Challenge >> Every entry below should be repeated exactly; the pictures should not.

Records for processing >>
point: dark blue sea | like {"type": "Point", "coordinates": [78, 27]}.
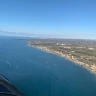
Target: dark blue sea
{"type": "Point", "coordinates": [38, 73]}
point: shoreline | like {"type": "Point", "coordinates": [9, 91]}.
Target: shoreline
{"type": "Point", "coordinates": [45, 49]}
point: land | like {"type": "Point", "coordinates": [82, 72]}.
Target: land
{"type": "Point", "coordinates": [82, 52]}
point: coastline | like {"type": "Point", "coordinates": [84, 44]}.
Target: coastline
{"type": "Point", "coordinates": [45, 49]}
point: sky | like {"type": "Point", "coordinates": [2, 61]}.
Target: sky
{"type": "Point", "coordinates": [74, 19]}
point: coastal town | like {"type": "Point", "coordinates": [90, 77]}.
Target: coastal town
{"type": "Point", "coordinates": [82, 52]}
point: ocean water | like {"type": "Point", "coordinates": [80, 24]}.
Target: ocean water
{"type": "Point", "coordinates": [38, 73]}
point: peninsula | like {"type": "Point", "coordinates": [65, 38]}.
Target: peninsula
{"type": "Point", "coordinates": [81, 52]}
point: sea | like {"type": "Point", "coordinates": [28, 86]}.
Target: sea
{"type": "Point", "coordinates": [38, 73]}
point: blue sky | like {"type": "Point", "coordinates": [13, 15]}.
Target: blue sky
{"type": "Point", "coordinates": [50, 18]}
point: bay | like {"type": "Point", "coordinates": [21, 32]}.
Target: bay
{"type": "Point", "coordinates": [38, 73]}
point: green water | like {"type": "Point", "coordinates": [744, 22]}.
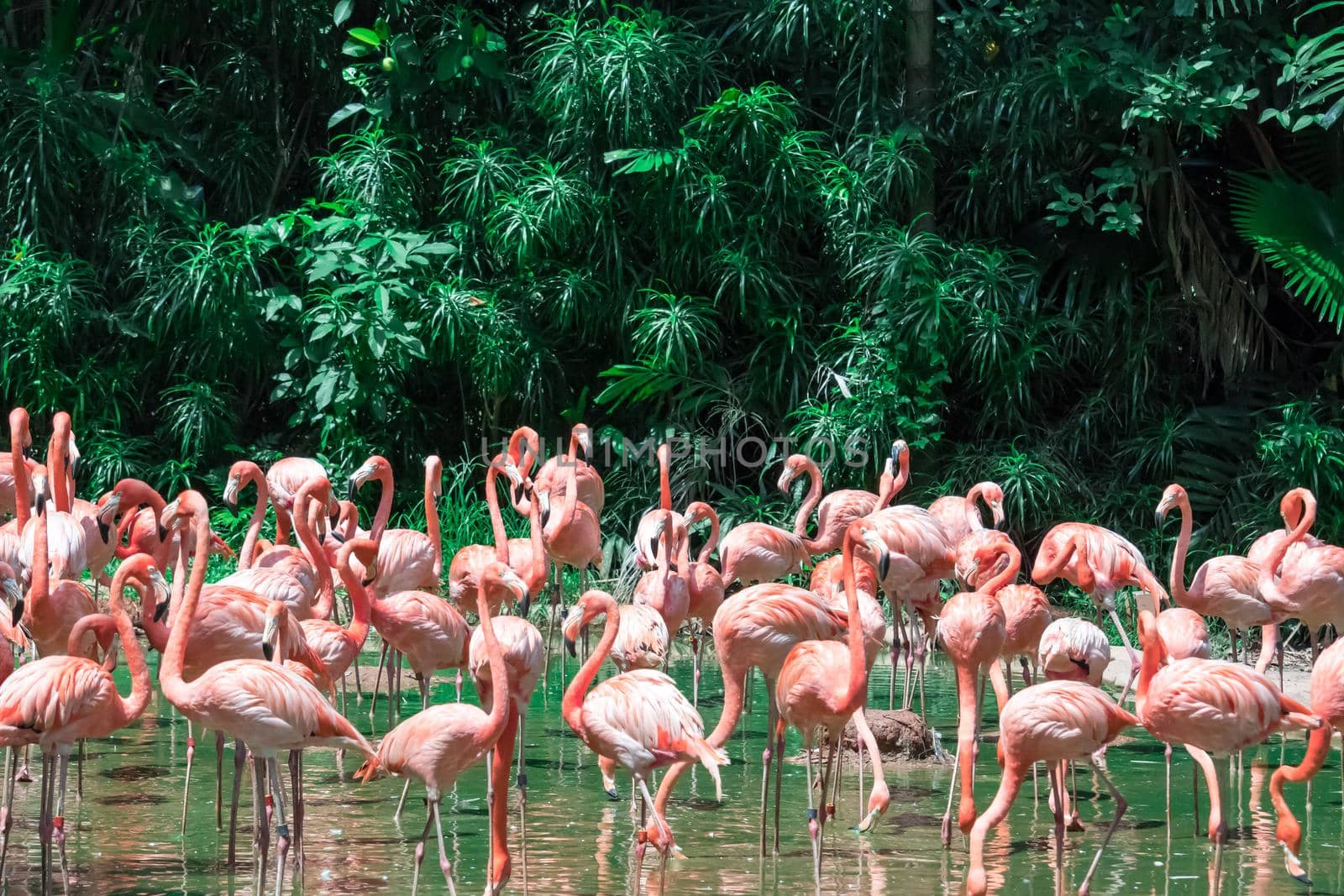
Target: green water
{"type": "Point", "coordinates": [124, 835]}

Exercise solution >>
point: dark blue sea | like {"type": "Point", "coordinates": [78, 27]}.
Target: dark blue sea
{"type": "Point", "coordinates": [38, 73]}
point: shoreline | like {"type": "Point", "coordinates": [9, 91]}.
Target: shoreline
{"type": "Point", "coordinates": [45, 49]}
point: land | like {"type": "Point", "coordinates": [82, 72]}.
Target: land
{"type": "Point", "coordinates": [82, 52]}
point: coastline | like {"type": "Point", "coordinates": [84, 44]}.
Target: coastline
{"type": "Point", "coordinates": [45, 49]}
point: sky | like {"type": "Point", "coordinates": [2, 61]}.
Target: sky
{"type": "Point", "coordinates": [74, 19]}
point: coastal town | like {"type": "Point", "coordinates": [90, 77]}.
Target: coastal town
{"type": "Point", "coordinates": [82, 52]}
point: ocean water | like {"type": "Point", "coordinates": [80, 24]}.
Target: ocean water
{"type": "Point", "coordinates": [38, 73]}
point: peninsula | like {"type": "Point", "coordinates": [65, 38]}.
Target: peninsula
{"type": "Point", "coordinates": [81, 52]}
point: sea | like {"type": "Point", "coordinates": [28, 86]}.
Target: sea
{"type": "Point", "coordinates": [38, 73]}
point: blue sky | like {"type": "Point", "coordinates": [13, 15]}.
Target: blue sky
{"type": "Point", "coordinates": [50, 18]}
point: bay | like {"type": "Point", "coordinates": [21, 32]}.
Target: bay
{"type": "Point", "coordinates": [38, 73]}
point: green water | like {"type": "Point", "coordinates": [744, 22]}.
Target: green water
{"type": "Point", "coordinates": [124, 835]}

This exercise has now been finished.